Alberto Grilli Da sempre ci siamo occupati, sia con gli spettacoli, sia con le scelte di politica culturale (il teatro di strada per esempio) che con i progetti nel sociale di dare un senso al nostro agire: aggiungere alla ricerca artistica anche la ricerca di un ruolo nella comunità in cui viviamo o in quelle che incontriamo viaggiando. Così, negli anni, è nato il nostro lavoro con i non-attori, uno stare nel mondo cogliendo le emergenze e restituendo con il nostro artigianato interventi che se non sono risolutori sono almeno riparatori (di cuori, sentimenti, paure, debolezze). Fra le tante emergenze affrontate, le operaie dell’Omsa nel 2010 (trecentocinquanta licenziate da una azienda in salute) e nel 2011 l’arrivo del mondo nuovo – profughi, rifugiati, richiedenti asilo.
Dal punto di vista della regia quali difficoltà e quali soprese comporta il lavoro con non-attori migranti, rispetto alla pratica quotidiana con professionisti le cui competenze sono affinate da anni di training rigoroso?

■ **DESCRIZIONE DEL COMPITO**
Prosegui il testo sul lavoro teatrale con i non-attori a partire dall'ultima frase riportata.

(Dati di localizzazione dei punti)
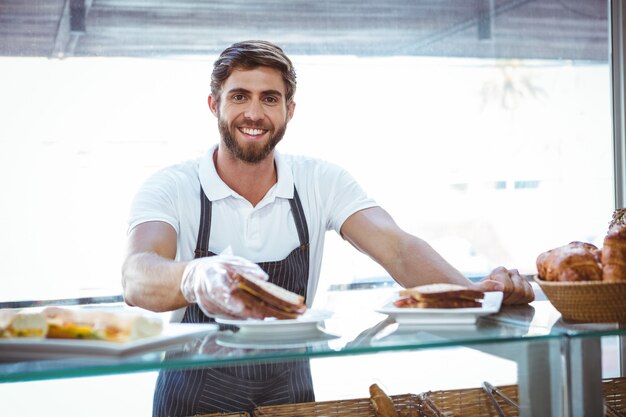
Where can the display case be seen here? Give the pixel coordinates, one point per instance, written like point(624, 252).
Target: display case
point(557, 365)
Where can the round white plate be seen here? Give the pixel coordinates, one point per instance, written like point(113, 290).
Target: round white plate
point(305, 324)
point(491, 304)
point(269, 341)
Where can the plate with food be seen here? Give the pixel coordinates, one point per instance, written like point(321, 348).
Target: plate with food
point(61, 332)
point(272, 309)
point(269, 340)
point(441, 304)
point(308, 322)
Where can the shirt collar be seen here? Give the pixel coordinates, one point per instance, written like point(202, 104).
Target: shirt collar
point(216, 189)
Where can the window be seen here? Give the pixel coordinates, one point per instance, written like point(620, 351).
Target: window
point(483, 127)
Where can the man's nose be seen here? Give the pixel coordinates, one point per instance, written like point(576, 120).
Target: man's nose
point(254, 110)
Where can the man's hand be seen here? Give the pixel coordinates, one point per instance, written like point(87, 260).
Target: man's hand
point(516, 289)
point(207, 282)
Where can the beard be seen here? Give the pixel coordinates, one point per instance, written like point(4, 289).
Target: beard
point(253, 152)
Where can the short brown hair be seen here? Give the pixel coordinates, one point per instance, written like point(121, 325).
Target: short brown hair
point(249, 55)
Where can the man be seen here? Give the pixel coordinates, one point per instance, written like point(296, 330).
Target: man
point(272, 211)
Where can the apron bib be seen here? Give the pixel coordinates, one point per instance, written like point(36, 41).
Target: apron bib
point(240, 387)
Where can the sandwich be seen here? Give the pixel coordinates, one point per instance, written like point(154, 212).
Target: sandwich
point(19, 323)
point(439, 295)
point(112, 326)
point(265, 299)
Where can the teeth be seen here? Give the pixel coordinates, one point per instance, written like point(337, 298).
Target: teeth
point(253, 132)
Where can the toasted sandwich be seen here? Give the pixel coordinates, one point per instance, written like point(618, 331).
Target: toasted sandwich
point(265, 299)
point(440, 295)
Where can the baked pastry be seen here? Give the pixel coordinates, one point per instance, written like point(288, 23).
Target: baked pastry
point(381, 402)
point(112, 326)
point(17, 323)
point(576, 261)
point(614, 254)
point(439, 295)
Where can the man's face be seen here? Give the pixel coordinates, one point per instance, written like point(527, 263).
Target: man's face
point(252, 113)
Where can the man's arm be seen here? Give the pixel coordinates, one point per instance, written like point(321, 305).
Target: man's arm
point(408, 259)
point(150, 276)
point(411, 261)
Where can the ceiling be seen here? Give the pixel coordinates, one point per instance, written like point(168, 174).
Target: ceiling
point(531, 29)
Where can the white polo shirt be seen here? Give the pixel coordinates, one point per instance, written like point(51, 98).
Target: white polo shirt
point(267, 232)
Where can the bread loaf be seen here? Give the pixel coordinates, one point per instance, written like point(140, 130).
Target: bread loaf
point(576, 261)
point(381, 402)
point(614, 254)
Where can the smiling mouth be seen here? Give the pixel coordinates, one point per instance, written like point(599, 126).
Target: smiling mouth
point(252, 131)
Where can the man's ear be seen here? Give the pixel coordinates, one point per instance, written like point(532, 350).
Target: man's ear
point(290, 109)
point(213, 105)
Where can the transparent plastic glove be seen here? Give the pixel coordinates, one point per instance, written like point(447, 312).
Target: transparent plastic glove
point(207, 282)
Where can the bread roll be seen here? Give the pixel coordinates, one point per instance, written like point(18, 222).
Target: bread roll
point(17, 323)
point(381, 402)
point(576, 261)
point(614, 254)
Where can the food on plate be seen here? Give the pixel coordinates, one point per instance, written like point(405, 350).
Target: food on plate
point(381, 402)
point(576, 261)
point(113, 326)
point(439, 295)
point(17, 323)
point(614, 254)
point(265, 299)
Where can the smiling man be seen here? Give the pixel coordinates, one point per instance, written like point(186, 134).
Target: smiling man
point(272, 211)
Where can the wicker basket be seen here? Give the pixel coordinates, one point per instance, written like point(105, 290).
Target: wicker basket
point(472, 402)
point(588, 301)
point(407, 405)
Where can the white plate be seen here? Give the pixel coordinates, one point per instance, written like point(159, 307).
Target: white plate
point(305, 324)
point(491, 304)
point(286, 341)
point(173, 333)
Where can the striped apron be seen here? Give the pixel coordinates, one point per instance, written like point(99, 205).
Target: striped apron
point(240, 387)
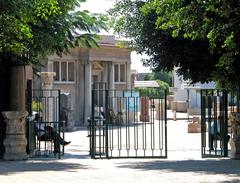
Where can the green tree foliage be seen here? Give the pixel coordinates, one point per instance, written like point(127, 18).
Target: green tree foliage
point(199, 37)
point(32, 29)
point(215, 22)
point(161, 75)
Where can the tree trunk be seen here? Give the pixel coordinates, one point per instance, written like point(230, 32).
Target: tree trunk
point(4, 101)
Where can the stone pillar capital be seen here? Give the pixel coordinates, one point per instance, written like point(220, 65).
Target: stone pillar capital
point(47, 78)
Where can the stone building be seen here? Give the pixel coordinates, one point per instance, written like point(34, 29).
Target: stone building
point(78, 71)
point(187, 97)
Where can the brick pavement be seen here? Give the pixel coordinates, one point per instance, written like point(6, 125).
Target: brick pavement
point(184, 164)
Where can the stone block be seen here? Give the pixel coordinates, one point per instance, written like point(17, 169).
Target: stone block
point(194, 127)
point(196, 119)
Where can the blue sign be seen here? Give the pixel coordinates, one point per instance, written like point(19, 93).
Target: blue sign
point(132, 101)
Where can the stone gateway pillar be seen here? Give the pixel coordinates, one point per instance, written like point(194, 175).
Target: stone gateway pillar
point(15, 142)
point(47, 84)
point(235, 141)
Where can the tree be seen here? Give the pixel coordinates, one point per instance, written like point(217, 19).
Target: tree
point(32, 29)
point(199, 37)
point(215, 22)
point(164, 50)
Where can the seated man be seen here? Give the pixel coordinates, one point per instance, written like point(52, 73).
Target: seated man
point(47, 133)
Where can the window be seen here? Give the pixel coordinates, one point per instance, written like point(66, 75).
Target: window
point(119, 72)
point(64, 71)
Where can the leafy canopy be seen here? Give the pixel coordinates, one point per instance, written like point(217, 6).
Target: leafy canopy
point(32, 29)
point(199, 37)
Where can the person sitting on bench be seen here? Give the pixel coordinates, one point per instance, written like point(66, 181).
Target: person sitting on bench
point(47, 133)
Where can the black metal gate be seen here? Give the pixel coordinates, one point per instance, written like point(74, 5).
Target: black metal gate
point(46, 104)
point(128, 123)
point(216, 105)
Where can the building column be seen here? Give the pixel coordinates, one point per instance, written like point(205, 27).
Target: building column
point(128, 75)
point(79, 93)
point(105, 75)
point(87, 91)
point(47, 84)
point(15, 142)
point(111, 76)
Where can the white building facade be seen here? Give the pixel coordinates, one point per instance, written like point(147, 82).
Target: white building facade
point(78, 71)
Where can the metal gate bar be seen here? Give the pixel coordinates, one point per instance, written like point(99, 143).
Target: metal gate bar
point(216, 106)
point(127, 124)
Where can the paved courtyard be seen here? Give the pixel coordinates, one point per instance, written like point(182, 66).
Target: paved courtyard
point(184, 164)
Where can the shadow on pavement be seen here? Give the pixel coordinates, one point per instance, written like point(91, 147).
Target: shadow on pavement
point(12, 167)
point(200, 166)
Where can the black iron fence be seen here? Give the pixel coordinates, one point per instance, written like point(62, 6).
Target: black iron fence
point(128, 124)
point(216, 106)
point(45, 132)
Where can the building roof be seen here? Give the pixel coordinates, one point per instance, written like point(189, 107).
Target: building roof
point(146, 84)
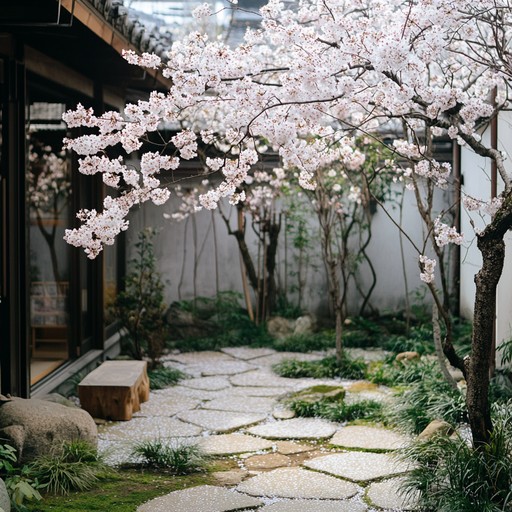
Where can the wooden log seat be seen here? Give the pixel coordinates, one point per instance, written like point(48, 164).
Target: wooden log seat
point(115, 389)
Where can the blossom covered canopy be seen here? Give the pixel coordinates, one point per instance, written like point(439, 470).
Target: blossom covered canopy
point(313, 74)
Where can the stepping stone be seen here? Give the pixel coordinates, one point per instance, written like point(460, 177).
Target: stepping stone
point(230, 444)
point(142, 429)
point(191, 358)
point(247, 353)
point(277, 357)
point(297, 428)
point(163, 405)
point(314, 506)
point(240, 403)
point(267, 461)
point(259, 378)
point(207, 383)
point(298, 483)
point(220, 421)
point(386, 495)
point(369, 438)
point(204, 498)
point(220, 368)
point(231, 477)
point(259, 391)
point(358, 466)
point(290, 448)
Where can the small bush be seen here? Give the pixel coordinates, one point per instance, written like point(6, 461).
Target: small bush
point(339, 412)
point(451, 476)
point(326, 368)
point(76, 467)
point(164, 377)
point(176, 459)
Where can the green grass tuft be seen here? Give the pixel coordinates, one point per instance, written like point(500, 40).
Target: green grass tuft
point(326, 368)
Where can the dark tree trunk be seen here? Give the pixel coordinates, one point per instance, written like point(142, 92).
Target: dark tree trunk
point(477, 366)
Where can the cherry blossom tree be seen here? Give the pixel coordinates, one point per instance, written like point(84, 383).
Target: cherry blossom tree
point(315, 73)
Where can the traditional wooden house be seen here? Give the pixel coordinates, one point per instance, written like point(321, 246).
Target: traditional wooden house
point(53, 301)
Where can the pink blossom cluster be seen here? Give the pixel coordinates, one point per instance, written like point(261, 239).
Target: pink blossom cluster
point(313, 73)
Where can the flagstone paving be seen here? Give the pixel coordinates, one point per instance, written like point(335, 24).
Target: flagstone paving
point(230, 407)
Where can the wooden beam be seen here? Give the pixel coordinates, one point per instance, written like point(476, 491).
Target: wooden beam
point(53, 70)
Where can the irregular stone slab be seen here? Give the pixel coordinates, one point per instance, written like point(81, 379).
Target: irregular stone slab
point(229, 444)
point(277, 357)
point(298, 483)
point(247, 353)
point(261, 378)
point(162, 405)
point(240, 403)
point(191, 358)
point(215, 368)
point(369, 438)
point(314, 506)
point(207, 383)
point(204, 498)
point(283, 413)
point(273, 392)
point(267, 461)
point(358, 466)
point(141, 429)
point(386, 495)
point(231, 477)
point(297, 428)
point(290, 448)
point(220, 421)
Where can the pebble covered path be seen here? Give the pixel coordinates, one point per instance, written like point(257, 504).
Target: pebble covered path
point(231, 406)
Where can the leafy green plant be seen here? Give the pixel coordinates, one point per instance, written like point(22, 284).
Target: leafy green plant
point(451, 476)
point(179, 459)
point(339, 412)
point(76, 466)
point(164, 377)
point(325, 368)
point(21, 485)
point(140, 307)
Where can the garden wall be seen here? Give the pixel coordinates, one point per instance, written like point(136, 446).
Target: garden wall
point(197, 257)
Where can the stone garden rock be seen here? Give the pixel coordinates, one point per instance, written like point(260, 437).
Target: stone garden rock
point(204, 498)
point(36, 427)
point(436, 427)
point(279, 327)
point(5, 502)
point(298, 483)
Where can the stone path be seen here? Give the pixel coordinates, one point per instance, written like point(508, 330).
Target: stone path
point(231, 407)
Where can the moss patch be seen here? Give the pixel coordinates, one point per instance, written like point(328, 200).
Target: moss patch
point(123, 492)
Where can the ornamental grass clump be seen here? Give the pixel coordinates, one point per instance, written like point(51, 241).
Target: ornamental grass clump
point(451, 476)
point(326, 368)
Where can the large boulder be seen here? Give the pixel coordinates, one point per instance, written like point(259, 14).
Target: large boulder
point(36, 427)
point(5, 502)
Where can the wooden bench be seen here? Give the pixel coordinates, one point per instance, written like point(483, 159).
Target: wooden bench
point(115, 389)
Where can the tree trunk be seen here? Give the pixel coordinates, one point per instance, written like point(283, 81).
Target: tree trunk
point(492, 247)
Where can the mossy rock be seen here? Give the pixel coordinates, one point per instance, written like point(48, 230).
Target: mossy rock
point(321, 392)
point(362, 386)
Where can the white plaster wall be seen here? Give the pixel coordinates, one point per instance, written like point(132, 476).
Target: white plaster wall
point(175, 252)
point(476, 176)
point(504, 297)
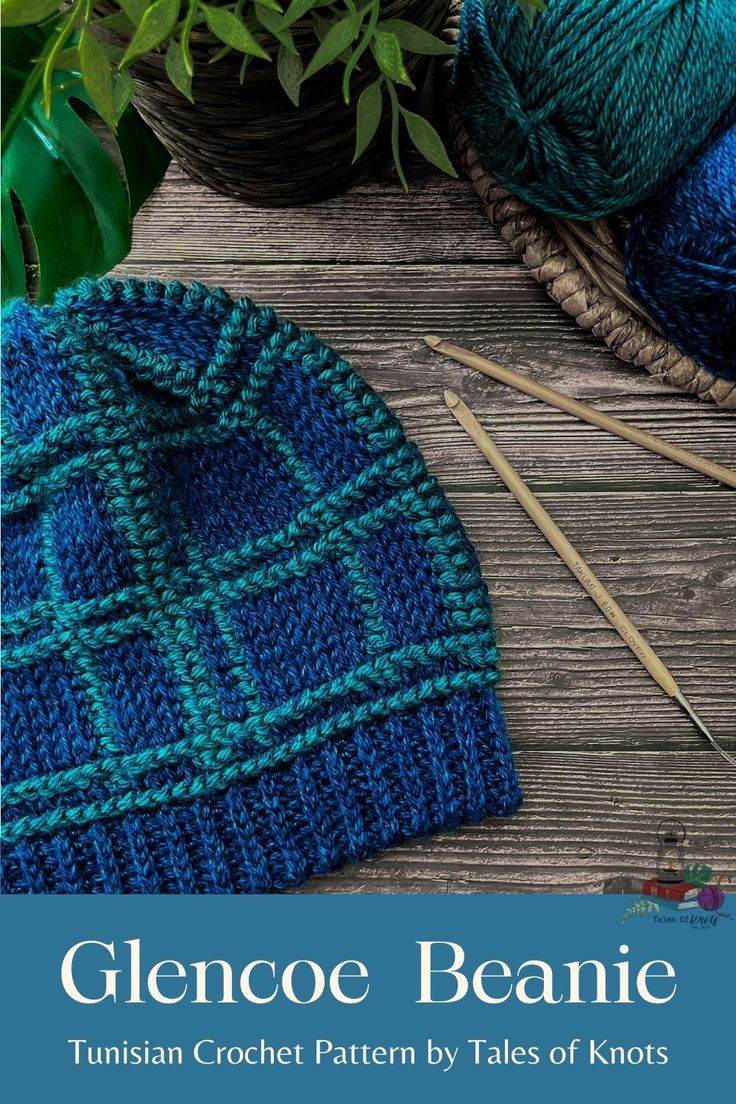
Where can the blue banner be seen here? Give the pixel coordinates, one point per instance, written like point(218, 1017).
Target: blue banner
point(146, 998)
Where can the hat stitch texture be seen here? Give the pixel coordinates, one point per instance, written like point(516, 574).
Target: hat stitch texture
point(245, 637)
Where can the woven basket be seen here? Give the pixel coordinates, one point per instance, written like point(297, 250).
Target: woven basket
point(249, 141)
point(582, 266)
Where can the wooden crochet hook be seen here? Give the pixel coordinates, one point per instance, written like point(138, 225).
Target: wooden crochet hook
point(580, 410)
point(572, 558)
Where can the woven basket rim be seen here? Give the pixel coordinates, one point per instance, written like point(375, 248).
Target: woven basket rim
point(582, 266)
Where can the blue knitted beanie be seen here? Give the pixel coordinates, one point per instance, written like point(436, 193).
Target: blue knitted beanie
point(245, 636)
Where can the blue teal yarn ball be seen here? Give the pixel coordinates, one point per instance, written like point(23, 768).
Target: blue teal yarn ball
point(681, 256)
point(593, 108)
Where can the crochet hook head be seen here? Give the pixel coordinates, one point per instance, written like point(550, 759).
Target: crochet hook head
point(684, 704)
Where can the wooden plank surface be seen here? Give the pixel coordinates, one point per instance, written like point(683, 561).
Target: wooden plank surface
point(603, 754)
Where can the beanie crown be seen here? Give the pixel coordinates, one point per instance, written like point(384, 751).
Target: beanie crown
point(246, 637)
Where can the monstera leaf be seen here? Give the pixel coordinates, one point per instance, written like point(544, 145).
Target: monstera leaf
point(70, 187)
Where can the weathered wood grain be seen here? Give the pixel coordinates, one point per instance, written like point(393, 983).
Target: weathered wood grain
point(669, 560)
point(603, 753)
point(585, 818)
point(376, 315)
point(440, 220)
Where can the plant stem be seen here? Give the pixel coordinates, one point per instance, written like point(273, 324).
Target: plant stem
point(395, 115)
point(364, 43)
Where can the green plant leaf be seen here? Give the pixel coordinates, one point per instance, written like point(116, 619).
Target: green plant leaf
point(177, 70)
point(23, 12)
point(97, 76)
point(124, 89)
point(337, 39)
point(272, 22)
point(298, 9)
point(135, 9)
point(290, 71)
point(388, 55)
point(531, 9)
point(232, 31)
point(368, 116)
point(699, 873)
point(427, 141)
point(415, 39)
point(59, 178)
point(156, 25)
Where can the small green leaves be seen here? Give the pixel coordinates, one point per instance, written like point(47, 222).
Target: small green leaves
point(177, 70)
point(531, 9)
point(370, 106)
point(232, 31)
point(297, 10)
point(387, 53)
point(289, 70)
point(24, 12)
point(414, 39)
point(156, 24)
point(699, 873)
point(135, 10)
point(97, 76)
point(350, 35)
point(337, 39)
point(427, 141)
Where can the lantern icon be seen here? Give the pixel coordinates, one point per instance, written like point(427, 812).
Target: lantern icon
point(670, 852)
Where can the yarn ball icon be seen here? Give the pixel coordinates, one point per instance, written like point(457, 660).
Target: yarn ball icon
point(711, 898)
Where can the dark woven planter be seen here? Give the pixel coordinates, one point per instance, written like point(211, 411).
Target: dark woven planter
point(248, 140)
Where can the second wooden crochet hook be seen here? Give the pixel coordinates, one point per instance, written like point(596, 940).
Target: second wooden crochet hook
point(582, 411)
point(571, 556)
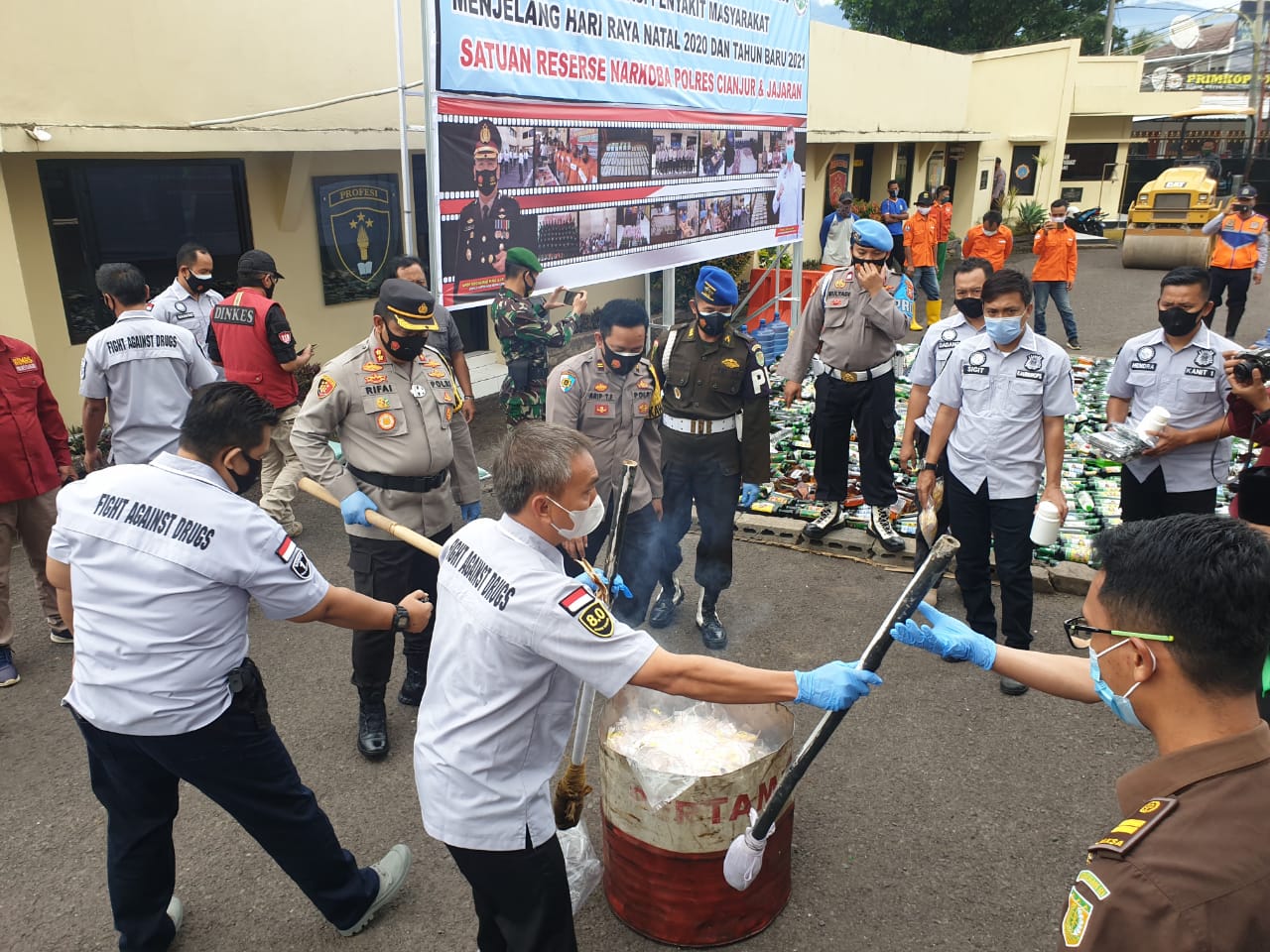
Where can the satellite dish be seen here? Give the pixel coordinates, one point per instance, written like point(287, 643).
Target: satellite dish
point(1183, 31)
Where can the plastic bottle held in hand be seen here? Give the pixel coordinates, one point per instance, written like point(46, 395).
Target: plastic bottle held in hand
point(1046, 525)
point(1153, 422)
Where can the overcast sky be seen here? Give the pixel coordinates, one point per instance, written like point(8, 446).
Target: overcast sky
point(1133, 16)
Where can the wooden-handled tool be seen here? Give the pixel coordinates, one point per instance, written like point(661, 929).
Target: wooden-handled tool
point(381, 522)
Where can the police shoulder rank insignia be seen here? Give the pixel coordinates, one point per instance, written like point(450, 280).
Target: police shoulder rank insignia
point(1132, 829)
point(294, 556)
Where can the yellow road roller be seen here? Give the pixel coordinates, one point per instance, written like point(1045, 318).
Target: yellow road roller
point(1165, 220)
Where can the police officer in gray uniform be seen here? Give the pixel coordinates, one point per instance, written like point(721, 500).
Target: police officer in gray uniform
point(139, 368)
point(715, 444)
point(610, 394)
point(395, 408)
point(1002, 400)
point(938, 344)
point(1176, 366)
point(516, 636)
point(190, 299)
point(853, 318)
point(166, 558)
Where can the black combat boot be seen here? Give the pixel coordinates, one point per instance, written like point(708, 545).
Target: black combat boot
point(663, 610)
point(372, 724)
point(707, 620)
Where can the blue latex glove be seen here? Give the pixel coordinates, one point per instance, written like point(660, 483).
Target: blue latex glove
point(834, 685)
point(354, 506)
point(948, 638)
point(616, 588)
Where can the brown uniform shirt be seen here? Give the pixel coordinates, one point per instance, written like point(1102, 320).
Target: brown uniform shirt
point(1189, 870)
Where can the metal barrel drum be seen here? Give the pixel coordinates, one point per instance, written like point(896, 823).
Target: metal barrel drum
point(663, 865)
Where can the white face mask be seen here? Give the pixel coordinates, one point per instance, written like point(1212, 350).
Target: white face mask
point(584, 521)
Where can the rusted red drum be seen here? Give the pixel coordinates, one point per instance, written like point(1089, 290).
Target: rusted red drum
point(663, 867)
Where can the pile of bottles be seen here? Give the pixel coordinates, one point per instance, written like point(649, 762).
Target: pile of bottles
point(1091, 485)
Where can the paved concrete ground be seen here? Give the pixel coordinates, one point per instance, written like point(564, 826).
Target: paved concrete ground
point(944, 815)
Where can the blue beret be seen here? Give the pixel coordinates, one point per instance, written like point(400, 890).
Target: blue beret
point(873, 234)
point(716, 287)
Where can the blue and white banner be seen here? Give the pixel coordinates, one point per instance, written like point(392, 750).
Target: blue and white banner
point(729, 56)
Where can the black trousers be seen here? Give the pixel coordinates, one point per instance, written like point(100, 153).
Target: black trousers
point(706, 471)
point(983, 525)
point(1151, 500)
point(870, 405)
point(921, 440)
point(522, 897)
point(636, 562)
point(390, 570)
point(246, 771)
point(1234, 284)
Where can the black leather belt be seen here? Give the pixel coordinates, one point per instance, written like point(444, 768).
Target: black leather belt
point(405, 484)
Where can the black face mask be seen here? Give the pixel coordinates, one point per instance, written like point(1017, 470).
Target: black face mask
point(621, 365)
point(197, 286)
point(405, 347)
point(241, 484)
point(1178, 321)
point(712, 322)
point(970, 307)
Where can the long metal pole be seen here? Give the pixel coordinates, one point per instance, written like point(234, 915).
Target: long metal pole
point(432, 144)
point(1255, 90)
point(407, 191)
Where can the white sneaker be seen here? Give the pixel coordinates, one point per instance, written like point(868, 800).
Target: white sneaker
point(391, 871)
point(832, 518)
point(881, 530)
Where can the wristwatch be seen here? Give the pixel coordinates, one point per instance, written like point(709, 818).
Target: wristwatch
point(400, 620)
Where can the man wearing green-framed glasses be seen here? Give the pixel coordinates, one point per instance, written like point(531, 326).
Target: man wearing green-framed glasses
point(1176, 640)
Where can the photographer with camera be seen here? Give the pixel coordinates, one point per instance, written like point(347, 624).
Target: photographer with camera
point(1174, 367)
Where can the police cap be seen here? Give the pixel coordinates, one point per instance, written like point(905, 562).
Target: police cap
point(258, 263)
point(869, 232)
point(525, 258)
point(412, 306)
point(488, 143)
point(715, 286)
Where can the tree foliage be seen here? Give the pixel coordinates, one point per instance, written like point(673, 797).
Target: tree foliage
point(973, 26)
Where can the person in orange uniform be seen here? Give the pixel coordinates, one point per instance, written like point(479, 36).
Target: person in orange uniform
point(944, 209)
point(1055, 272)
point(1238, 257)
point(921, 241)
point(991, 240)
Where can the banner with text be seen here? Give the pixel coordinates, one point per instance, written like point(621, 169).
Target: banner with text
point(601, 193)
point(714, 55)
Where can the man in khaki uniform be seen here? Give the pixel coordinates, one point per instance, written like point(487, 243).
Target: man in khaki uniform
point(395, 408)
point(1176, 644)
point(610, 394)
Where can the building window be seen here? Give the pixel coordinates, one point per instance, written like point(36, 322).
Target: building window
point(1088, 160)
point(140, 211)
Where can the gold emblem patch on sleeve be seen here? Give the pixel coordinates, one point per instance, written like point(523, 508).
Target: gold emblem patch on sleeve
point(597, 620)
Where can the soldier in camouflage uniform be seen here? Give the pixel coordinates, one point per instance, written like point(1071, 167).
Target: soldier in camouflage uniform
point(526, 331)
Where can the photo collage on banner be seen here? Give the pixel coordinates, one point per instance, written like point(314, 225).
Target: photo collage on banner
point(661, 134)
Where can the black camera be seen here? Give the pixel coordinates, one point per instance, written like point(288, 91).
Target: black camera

■ **RISULTATO DEL COMPITO**
Alberto Grilli Per molti anni ho lavorato con attori (i miei compagni del Teatro Due Mondi e altri) e allievi, aspiranti attori. Con loro mi sono occupato soprattutto di lavoro sul personaggio, di creazione di partiture fisiche e vocali. Poi, circa dieci anni fa, tutte le esperienze e le pratiche prima confuse, istintive e nascoste hanno preso forma e si sono chiarite grazie all’incontro con Jacques Livchine e Hervée de Lafond del Théâtre de l’Unité. Li avevamo invitati a Faenza, conoscendo da lontano il loro lavoro e il loro impegno politico, a condurre un laboratorio rivolto a cittadini e alle operaie licenziate della fabbrica Omsa che stava per essere chiusa. Con loro ho capito che è possibile lavorare non direttamente sulla tecnica degli attori e fare ugualmente un bel teatro, che emoziona e che pone domande a chi lo vede. Con i non-attori non posso parlare di personaggi, perché non hanno gli strumenti tecnici per costruirli, per cui con loro lavoro sull’oggettività di azioni concrete: sarà il pubblico, successivamente, a leggerne un significato. Con i non-attori lavoro sulla loro condizione esistenziale, su cose che li riguardano direttamente, con i miei attori invece c’è qualcosa di più, a loro cerco di raccontare anche la visione del mondo del nostro gruppo. Nel mio lavoro, l’affinità che esiste con gli attori e con i non-attori è data dal fatto che, come regista, mi rapporto sempre a un gruppo, senza protagonisti, e propongo le stesse regole che facilitano il lavorare assieme: parlare poco, aprirsi agli altri. Lavorare coi non-attori ti fa uscire dal teatro, dal tuo teatro, e ti fa incontrare un’altra vita che, però, se sei capace di guardare bene, ti serve per alimentare il tuo personale percorso artistico.
Come è cambiata, se è cambiata, la scrittura drammaturgica, in conseguenza a questi incontri?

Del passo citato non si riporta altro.